▸ PASSAGE TO READ:
---+---

Quest to a more efficient LockSet (volatile field, semaphore, reentrant lock)

While I am staying up late, I recall an article about anti-sleeping pill that I read a couple of weeks ago. Somehow, I tend to have a much clearer mind late at night (I mean after I awake for many hours :-P). It explains why many of my blog was written late at night.

The feeling that I can stay up as late as I want in a Sunday is very good. A long weekend means that I can have two really long late nights for my own. Labor Day wasn't only an extra weekend day in a week, but also doubling my productive time to my project.

And, I spent it on coding a small part of the cluster cache project: the quest to a more efficient LockSet. It actually started while I was driving 100 miles north Friday. I was driving alone and turned off the stereo in my car to think about the problem. After about an hour running thru my 4-steps synchronized block LockSet in my head, I realized the only way to get an more efficient (in term of how much synchronization I need to do) lock set requires the ability to enter a semaphore before leaving the other.

I read the pseudocode of lock from Gray/Reuter book. The sequence looks something like that:
1/ semaphore get on the data structure for the lock set (ie, spinlock S),
2/ find the node represent the lock, or create one if not exists
3/ semaphore get on the node (ie, spinlock N)
4/ semaphore give the lock set (ie, unlock S)
5/ acquire the lock (may block the thread)

It sounds simple, but it cannot be done “efficiently” with Java’s synchronized blocks.

Spinlock (compare and store) is a primitive pillar in concurrent world that it cannot be reduced. Of course, you can simulate a spinlock using Java synchronized block. But, synchronized block is itself built by Spinlock.

Java 1.5 provided a set of new concurrent utilities. I know that it has a lock interface that would allow me to do what the Gray/Reuter lock implementation did. So, I dig deep into it.

---+---

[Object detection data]
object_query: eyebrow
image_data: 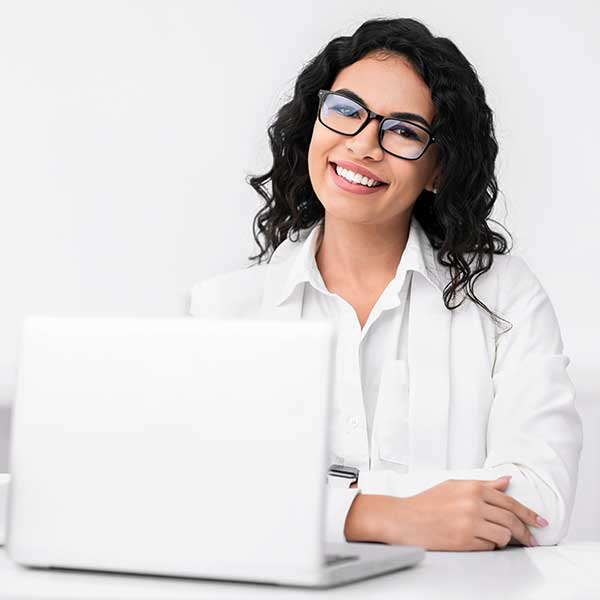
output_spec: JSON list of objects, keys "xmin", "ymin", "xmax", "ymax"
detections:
[{"xmin": 332, "ymin": 88, "xmax": 431, "ymax": 129}]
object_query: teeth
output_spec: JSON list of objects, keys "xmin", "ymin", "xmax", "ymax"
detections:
[{"xmin": 335, "ymin": 165, "xmax": 381, "ymax": 187}]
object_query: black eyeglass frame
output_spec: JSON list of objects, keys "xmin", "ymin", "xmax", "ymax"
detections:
[{"xmin": 317, "ymin": 90, "xmax": 435, "ymax": 160}]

---+---

▸ EXERCISE TASKS:
A. Translate this sentence from the blog post on a more efficient LockSet into Spanish: "It sounds simple, but it cannot be done “efficiently” with Java’s synchronized blocks."
B. Reproduce the object detection listing line for line, leaving the picture out.
The blog post and the listing have nothing to do with each other.

▸ TASK SOLUTIONS:
A. Parece sencillo, pero no se puede hacer de forma “eficiente” con los bloques synchronized de Java.

B.
object_query: eyebrow
image_data: 
output_spec: JSON list of objects, keys "xmin", "ymin", "xmax", "ymax"
detections:
[{"xmin": 332, "ymin": 88, "xmax": 431, "ymax": 129}]
object_query: teeth
output_spec: JSON list of objects, keys "xmin", "ymin", "xmax", "ymax"
detections:
[{"xmin": 335, "ymin": 165, "xmax": 381, "ymax": 187}]
object_query: black eyeglass frame
output_spec: JSON list of objects, keys "xmin", "ymin", "xmax", "ymax"
detections:
[{"xmin": 317, "ymin": 90, "xmax": 435, "ymax": 160}]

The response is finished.